Work to do ::
In the sausage balls thread, how long are the balls baked?

Passage ::
** begin **

# Awesome Tailgating Appetizer - Spicy Sausage Balls



## orlando521 (Jul 18, 2008)

Spicy sausage balls and you dip them into ranch or blue cheese dressing.


----------



## quicksilver (Jul 18, 2008)

Not enough info. Please elaborate.

What is a sausage ball?
What kind of sausage. Italian, spanish, breakfast?
Home ground? What spices. Etc., etc.
​


----------



## texasgirl (Jul 18, 2008)

And the recipe is......??


----------



## babetoo (Jul 18, 2008)

would be interested in recipe as well.

babe


----------



## orlando521 (Jul 21, 2008)

Spicy Sausage Balls

3 Cups - Pancake mix
1 Lbs. - spicy pork sausage
4 Cups - shredded cheddar cheese
1/2 cup - parmesan cheese
1/2 tsp.- dried roseary
1/2 tsp. -parsley
1 Tbl.- crushed red peppers
 2Tbl. tabasco sauce


heat oven to 350 
greased cookie sheet


Mix ingredients by hand, then make 1 inch balls and bake on cookie sheet for 20 - 25 min.

Let cool and serve with your favorite Ranch or Blue Cheese dressing.


----------



## quicksilver (Jul 21, 2008)

3 cups? & 4 cups?
That sounds like alot for 1lb of sausage!
​


----------



## orlando521 (Jul 22, 2008)

** end **

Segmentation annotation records

** begin **

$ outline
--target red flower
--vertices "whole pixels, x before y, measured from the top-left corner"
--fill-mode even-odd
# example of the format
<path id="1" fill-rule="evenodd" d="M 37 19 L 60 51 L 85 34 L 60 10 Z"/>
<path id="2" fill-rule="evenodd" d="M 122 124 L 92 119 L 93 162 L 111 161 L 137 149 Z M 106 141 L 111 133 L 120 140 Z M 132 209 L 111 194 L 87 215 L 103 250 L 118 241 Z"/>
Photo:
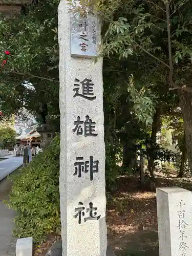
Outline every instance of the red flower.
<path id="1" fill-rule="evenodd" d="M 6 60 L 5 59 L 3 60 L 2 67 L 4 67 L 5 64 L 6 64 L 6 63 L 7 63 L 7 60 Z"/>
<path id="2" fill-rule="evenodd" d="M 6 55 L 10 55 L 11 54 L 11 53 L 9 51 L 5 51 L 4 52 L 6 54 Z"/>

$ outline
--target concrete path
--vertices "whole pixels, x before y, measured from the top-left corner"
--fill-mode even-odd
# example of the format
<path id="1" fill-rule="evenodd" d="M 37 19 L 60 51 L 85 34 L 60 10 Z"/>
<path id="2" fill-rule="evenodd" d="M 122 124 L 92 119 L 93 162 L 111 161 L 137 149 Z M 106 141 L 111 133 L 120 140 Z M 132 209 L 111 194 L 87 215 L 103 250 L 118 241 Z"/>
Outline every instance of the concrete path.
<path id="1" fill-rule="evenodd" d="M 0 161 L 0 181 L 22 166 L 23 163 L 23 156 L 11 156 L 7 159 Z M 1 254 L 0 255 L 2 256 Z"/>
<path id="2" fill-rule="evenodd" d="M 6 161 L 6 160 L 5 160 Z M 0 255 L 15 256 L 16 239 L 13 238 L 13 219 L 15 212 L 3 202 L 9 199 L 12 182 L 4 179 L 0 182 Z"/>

** end **
** begin **

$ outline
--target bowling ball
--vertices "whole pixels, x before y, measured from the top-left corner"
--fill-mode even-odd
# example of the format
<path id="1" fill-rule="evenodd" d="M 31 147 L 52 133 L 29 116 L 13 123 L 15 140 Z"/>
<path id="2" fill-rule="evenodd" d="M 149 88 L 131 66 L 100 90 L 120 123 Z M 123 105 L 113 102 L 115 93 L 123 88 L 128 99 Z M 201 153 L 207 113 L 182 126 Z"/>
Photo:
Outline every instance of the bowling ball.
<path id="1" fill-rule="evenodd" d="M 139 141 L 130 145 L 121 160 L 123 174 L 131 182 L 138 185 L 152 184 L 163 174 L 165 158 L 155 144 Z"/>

** end **

Written answer ::
20 to 25 minutes.